## Document passage
-- BEGIN --

Not sure where to start with this question, but I would like some advice specifically about the final piece of the shot. I've built my routine out to be a 3 step process:
1. DRAW -  in which the arrow is brought to my face, all reference points are met, and I ensure my shoulder blades are pulling down and together. I get nice bone on bone alignment, and my upper body turns into a single unit that moves as a whole.
2. AIM -  pretty simple really, I look at the spot I want to hit while maintaining back tension, until everything gets really steady and still.
3. PULL (AKA the Problem)- While I'm a Joel Turner fanboy, I don't do well with psychotriggers, so this step messes with me. Some days I slip into this weird daze where I am gently expanding and the shot flies great. I also know from experience my shot collapses if I don't have some focus on my back tension in this step. But a lot of the time I either get hung up on pulling, and my fingers get really grippy on the string, or I overpower this piece, and throw my whole body alignment off by the violence of the release. Obviously this doesn't lend itself to repeatable accuracy.

-- END --

## Short problem A
Can you set down, word for word, the rows below, starting with the line that contains "the emu head" and going on through the line that contains "x=510, y=323"?

## Entries
-- BEGIN --

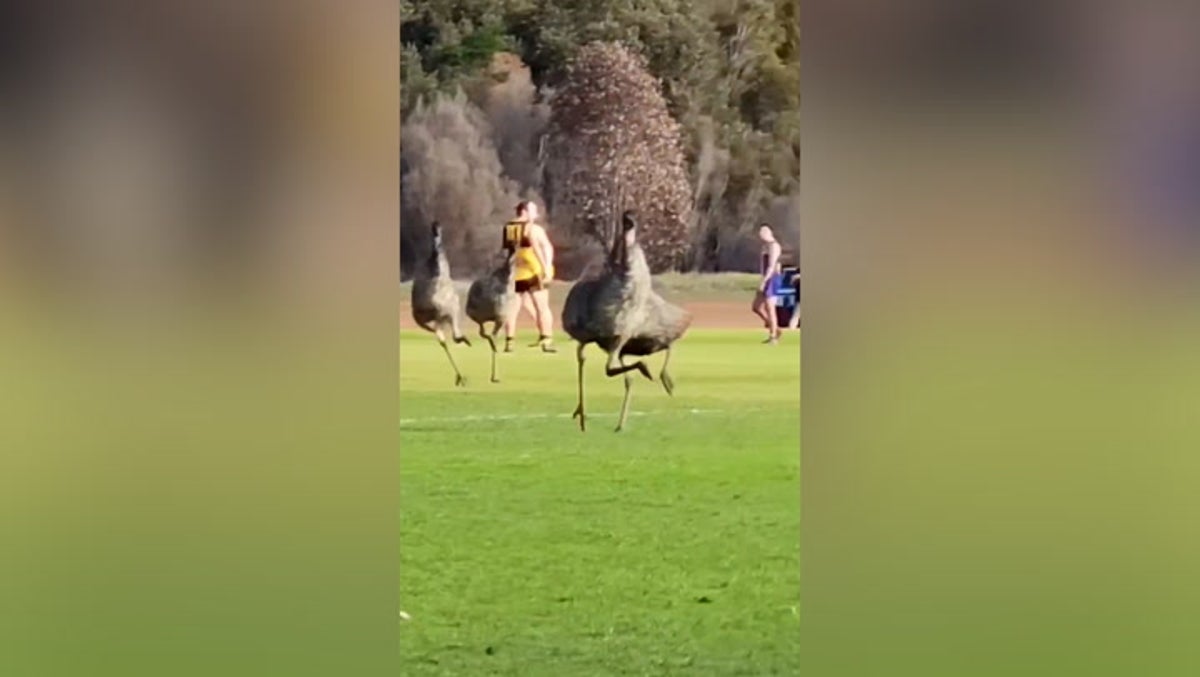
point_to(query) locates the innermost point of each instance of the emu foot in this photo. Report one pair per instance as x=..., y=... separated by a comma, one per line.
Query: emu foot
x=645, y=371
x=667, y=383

-- END --
-- BEGIN --

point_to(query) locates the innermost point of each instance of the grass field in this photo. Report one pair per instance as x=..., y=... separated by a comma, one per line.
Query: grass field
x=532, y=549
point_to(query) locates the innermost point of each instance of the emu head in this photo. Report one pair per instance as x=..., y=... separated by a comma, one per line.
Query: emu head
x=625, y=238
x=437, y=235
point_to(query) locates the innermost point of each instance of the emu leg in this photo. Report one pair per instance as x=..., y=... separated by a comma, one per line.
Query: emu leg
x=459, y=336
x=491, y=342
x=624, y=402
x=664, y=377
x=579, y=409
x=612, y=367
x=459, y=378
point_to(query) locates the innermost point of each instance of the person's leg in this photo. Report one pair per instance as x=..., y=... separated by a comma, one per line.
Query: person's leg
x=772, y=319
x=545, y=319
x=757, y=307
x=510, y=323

-- END --

## Short problem B
Answer these about the archery post:
(i) In the draw step, what does the writer make sure the shoulder blades are doing?
(ii) In the aim step, how long does the writer keep looking at the spot while maintaining back tension?
(iii) What does the writer say they don't do well with?

## Exercise answer A
point_to(query) locates the innermost point of each instance of the emu head in this photo. Report one pair per instance as x=..., y=... separated by a comma, one per line.
Query: emu head
x=625, y=238
x=437, y=235
point_to(query) locates the innermost point of each instance of the emu leg in this photo. Report one pair per instance as x=..., y=... separated by a comma, one per line.
Query: emu leg
x=459, y=336
x=491, y=342
x=624, y=402
x=664, y=377
x=579, y=409
x=612, y=367
x=459, y=378
point_to(query) locates the innermost point of each instance of the person's leg in this photo. Report one pair per instance as x=..., y=... separated by a comma, one per line.
Query: person's leg
x=772, y=319
x=545, y=319
x=757, y=307
x=510, y=323

## Exercise answer B
(i) Pulling down and together.
(ii) Until everything gets really steady and still.
(iii) Psychotriggers.